» **Exercise prompt**
Give the entries below as a two-column CSV with the header instruction,points, one row per entry holding its text and its answer, each in a single quoted field with line breaks replaced by spaces. Leave out the pictures.

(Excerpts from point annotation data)
========================================================================

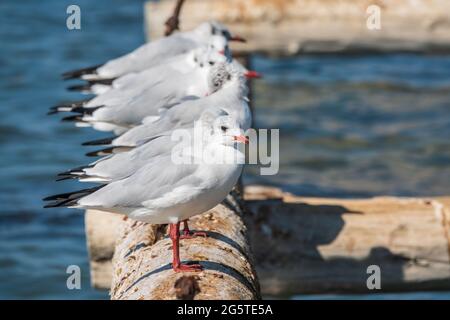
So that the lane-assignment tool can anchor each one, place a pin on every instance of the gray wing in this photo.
(148, 102)
(147, 55)
(123, 164)
(160, 181)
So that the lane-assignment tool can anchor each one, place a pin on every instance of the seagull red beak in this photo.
(242, 139)
(252, 74)
(237, 38)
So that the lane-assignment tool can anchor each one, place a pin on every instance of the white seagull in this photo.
(230, 94)
(183, 63)
(163, 192)
(154, 52)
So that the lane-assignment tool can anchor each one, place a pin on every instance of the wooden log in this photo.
(142, 261)
(287, 27)
(322, 245)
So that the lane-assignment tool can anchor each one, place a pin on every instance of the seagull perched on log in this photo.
(230, 91)
(162, 191)
(154, 52)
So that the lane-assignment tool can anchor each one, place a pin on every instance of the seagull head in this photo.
(222, 127)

========================================================================

» **Reply to the task**
instruction,points
"So that the lane-assignment tool can anchor each one, place a pin on every instance of the gray wing in this photo.","(148, 102) (147, 55) (123, 164) (160, 181)"
"So that the lane-assignment tool can anchor each one, place a pin on every instance of the seagull red beak in this photo.","(242, 139) (252, 74) (237, 38)"
"So that the lane-assignment tool can anchor each one, place a pin on every instance of the white seagull in this photo.","(230, 94) (183, 63) (163, 192) (154, 52)"
"So that the lane-assignment tool can anchor each one, place a pin on every instance of the wooden log in this photo.","(142, 261) (287, 27) (322, 245)"
"So that the lane-assignment tool can anchor each one, place a pin on every instance of the seagull perched on log in this photo.","(230, 91) (162, 191) (154, 52)"
"So that the lane-assignment tool can anchor each one, place a pin on every instance of the seagull head in this photo.","(222, 127)"